* start Source document *
I see them as good, but seriously flawed. I don't mind. If the Jedi had been the ideal individuals that Obi-Wan had described in "A New Hope", I would have found them boring.
 
*sighs*

Ok. Not good enough for me, but I've been around the fandom long enough to know that my opinion regarding the "rule of cool" will always be regarded poorly.

Cool is usually the hook needed to get people’s interest.
 
Cool.

People are dumb.

Some are. Some aren’t. But I can’t imagine Star Wars without the Jedi and Sith, they are what gives it its unique flavor.

Sometimes even smart people want a big bag of dumb to escape to.
 
*sighs*

Ok. Not good enough for me, but I've been around the fandom long enough to know that my opinion regarding the "rule of cool" will always be regarded poorly.
Relax, I was being facetious.

The reality is that the force and by extension, the Jedi and are the one real defining element of the franchise. Spaceships? Everyone's got those. Lasers? Common. Hyperspace? 8/10 sci-fi franchises has some version of this. Aliens? Same. Magical telekinetic, mind controlling space wizard monks with laser swords? That's pretty unique.
So why would anyone running the franchise ever permanently get rid of them?

Aside from that, Jedi are the source and solution to most of the core drama of the setting. Even if a given story has nothing ostensibly to do with them directly, their presence or absence defines what goes on in the galaxy, one way or another. A Star Wars galaxy totally without even a hint Jedi would just be another generic, John Carter derived space adventure. The spiritual element; That's what makes Star Wars Star Wars. The idea the even if the story is about some small homesteader struggling against a corrupt landlord, or a young operator looking to make their way in the world of high enterprise or politics; there's always the underpinning of something more epic and fundamentally important going on. The light and the dark aren't just the purview of the space wizards, it affects and is affected by the actions of everyone, great and small. The space wizards and their emo counterparts are just the most visible and stark expression of this.
* end Source document *
(Required task A)
Does the Star Wars discussion support each statement? (i) Spaceships are presented as something unique to Star Wars. (ii) Some version of hyperspace is said to appear in 8/10 sci-fi franchises. (iii) One participant would have found the Jedi boring if they had been the ideal individuals Obi-Wan described. Answer yes or no for each, quoting the deciding words.
The Star Wars discussion and the entries that come after it are unrelated material.
* start Supplied records *
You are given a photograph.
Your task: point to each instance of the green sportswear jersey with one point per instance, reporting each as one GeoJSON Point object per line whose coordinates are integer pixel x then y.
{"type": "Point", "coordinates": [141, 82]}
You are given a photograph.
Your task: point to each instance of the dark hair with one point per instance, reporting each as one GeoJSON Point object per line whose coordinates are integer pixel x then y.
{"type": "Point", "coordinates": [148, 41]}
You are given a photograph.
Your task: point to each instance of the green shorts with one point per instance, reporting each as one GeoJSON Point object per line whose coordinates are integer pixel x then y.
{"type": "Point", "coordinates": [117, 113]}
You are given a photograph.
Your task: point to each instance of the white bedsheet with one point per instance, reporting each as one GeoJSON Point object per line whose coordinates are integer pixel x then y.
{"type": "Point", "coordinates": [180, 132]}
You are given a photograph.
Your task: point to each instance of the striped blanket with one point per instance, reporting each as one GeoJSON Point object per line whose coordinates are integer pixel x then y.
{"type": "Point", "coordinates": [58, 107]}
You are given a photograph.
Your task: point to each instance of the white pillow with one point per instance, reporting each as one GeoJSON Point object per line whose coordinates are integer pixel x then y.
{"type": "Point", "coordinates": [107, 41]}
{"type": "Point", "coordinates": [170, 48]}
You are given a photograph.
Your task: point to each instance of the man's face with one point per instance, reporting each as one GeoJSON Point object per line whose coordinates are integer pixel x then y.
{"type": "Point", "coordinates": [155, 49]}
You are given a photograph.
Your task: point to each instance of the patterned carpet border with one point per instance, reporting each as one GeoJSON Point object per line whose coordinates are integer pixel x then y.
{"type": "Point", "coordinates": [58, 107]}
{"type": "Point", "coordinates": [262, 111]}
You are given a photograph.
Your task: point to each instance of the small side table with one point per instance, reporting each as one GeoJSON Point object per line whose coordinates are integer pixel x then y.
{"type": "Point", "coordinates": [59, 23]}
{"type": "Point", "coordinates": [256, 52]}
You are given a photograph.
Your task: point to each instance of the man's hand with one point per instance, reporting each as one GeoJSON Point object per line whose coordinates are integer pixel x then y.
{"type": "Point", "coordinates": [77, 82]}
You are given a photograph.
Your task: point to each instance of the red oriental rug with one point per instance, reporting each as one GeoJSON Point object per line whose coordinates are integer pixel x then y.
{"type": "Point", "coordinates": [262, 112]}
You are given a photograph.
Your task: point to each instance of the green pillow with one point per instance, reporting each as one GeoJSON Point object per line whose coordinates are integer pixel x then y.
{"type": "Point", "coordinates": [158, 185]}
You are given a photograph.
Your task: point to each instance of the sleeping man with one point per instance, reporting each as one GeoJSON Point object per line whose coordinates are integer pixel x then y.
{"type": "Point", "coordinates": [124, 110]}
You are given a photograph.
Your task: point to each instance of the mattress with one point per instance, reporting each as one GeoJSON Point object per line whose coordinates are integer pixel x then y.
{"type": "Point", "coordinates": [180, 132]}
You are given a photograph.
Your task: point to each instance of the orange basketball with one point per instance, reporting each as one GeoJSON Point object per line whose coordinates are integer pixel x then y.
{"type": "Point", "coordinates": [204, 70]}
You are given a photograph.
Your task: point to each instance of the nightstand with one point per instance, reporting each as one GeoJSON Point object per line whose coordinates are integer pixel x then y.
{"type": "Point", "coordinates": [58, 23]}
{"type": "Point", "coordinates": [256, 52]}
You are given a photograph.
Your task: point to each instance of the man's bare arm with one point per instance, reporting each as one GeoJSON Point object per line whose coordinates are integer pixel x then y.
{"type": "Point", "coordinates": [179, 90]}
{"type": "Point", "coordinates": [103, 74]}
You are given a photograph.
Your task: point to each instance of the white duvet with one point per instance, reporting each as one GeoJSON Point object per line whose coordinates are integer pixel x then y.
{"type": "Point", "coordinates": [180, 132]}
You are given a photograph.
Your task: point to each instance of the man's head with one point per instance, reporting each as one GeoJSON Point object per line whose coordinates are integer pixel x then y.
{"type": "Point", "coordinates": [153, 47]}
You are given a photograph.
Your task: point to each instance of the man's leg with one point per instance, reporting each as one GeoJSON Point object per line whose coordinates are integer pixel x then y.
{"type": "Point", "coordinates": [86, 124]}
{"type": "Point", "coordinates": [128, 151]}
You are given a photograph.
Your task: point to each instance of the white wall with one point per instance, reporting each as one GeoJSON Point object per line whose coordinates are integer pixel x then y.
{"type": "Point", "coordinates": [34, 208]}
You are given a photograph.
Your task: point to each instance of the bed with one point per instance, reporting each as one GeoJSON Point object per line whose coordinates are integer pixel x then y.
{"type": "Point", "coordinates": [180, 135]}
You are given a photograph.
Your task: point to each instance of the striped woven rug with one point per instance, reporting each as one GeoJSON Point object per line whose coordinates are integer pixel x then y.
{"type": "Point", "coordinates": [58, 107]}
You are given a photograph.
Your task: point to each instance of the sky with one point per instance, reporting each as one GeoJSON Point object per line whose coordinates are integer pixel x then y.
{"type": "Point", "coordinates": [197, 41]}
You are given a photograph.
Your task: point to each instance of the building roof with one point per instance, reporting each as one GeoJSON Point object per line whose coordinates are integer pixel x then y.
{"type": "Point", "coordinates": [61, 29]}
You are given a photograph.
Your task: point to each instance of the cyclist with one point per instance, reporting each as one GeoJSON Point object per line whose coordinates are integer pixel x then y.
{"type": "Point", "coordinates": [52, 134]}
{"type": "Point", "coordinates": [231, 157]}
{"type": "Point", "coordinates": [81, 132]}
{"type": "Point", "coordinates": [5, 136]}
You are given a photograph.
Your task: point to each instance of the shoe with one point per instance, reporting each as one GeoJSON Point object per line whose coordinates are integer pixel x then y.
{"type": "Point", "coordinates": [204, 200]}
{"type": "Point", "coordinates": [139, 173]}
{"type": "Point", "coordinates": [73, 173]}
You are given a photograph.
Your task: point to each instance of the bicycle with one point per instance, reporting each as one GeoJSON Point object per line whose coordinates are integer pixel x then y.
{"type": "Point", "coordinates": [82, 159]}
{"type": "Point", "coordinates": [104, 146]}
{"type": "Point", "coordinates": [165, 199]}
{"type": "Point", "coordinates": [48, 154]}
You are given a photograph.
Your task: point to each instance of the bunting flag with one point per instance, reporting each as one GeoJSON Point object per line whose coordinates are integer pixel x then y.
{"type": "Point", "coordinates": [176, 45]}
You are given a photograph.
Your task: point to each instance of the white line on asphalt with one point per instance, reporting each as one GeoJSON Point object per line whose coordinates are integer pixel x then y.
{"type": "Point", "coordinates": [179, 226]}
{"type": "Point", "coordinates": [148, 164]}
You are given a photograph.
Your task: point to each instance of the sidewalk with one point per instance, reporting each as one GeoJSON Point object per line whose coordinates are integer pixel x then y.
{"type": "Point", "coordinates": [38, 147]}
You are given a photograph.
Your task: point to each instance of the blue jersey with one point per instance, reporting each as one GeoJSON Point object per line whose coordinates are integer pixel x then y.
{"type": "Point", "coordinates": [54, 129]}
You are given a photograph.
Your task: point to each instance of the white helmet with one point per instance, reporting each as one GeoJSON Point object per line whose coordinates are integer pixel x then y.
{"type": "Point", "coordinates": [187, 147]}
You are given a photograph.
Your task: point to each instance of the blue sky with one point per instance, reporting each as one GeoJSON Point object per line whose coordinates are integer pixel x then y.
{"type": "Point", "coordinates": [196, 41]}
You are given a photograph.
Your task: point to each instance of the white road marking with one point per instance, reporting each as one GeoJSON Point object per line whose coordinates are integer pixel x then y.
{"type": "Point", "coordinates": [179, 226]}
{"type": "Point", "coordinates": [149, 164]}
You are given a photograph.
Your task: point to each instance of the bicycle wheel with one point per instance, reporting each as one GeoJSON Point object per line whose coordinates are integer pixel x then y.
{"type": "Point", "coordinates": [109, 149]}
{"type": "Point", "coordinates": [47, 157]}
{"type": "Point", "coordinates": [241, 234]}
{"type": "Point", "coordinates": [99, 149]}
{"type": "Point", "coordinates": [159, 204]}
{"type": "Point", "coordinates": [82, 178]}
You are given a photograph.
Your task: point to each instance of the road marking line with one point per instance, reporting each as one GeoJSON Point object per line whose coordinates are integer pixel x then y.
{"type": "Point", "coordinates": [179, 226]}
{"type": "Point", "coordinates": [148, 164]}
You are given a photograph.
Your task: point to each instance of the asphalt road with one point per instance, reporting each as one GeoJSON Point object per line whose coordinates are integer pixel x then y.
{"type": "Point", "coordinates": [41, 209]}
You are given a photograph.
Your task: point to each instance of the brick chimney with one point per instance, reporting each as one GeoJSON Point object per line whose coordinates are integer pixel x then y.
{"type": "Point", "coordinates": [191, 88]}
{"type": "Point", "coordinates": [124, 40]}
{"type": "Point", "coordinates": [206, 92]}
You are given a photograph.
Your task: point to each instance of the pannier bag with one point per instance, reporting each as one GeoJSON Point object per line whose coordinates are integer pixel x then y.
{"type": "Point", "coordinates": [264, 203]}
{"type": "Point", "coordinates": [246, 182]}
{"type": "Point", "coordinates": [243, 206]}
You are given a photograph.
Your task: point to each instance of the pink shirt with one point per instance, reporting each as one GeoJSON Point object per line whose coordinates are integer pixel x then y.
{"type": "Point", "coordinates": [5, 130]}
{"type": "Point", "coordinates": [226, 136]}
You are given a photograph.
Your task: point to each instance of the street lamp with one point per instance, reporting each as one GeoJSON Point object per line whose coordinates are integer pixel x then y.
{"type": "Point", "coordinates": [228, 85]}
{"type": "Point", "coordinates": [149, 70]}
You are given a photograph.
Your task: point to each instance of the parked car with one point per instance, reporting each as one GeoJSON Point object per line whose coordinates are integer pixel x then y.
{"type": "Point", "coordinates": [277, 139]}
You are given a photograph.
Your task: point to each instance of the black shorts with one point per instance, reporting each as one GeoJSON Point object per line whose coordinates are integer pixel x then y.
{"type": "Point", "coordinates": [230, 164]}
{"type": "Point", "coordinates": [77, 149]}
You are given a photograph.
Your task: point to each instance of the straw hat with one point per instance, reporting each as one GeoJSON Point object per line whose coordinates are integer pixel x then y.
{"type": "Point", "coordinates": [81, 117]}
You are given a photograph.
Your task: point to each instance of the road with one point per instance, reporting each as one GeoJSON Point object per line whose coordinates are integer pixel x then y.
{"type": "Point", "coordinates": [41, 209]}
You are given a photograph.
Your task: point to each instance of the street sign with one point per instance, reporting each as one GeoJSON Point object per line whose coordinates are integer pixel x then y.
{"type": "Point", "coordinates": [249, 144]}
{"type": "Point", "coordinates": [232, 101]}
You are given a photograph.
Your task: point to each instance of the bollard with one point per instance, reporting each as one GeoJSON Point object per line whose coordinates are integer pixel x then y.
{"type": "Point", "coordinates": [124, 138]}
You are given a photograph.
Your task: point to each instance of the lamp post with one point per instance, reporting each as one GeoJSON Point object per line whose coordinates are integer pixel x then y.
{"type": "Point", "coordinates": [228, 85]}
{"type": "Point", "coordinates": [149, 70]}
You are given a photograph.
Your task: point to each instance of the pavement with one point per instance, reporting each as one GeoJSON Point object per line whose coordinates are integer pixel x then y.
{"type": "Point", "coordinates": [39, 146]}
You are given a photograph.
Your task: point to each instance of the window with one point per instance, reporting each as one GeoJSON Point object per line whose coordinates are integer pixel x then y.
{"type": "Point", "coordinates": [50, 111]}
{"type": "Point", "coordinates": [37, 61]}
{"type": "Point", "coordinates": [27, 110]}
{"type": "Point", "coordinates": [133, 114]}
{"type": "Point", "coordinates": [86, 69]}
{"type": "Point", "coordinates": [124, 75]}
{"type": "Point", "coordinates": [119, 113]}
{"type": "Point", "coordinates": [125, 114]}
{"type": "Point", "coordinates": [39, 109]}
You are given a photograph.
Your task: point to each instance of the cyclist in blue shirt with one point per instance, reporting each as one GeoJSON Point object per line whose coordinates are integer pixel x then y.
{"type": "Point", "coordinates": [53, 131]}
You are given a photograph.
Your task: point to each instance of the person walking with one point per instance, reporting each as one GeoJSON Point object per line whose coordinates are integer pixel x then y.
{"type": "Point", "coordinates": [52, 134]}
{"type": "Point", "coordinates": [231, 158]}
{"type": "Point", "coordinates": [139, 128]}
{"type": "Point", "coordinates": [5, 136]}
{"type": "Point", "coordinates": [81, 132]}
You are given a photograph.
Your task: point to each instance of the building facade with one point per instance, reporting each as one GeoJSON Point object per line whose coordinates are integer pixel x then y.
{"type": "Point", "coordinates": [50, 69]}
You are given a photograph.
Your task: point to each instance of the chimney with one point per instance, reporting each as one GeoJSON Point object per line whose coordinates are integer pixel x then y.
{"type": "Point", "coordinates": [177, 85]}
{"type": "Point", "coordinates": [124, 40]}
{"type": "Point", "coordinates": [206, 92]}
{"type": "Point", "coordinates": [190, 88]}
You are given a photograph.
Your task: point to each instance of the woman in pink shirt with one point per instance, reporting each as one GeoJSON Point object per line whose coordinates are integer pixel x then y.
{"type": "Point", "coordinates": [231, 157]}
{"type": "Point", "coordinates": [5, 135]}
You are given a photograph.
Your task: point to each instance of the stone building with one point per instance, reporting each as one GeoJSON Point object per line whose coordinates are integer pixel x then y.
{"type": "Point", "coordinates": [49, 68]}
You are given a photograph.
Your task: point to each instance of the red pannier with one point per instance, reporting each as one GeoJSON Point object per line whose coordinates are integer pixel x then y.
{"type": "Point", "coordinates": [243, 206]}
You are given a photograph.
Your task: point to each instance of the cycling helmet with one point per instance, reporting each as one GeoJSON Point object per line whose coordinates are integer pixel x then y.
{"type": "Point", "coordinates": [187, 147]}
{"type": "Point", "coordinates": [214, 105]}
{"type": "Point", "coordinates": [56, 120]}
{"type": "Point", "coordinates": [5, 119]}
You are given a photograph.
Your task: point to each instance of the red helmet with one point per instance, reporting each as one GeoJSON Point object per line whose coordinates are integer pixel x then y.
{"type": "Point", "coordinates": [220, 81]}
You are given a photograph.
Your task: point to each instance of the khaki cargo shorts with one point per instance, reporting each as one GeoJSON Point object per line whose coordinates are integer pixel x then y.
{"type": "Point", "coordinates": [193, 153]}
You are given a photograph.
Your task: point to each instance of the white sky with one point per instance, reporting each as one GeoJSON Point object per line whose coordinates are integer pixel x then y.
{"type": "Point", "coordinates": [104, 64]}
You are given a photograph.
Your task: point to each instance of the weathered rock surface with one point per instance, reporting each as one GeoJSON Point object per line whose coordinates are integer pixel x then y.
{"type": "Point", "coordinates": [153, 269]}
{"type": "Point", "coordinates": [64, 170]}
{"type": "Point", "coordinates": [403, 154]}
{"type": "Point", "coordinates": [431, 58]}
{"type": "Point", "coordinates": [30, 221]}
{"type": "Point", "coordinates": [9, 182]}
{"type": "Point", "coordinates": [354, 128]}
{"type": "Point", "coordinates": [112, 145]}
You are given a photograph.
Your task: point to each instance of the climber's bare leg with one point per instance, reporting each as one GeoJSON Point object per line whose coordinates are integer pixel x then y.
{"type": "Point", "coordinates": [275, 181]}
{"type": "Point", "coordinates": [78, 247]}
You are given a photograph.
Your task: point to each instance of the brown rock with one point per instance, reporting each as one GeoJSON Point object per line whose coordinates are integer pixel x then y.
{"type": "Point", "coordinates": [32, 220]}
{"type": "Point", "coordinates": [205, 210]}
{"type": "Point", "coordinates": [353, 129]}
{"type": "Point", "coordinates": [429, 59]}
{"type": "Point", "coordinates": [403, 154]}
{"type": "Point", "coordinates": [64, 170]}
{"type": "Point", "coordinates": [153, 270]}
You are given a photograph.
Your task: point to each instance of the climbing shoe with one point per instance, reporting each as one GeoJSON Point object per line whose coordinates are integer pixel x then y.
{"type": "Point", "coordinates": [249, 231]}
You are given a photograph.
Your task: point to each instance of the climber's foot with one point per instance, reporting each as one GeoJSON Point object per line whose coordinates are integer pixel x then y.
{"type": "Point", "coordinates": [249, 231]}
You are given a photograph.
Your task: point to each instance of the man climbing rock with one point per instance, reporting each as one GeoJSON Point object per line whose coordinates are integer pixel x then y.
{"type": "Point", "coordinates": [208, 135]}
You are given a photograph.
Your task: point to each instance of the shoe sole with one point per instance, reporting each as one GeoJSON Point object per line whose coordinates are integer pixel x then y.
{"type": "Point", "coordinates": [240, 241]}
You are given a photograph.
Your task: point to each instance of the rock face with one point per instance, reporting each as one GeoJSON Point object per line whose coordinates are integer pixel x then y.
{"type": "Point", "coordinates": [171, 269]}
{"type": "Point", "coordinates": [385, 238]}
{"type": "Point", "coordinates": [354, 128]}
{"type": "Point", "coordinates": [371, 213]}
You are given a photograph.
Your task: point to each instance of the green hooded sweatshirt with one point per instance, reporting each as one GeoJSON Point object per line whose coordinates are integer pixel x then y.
* end Supplied records *
(Required task B)
Count the lines in the entries that contain the string "woven", treating case as significant. Give only the number.

(Exercise answer A)
(i) No: "Spaceships? Everyone's got those."
(ii) Yes: "Hyperspace? 8/10 sci-fi franchises has some version of this."
(iii) Yes: "If the Jedi had been the ideal individuals that Obi-Wan had described in "A New Hope", I would have found them boring."

(Exercise answer B)
1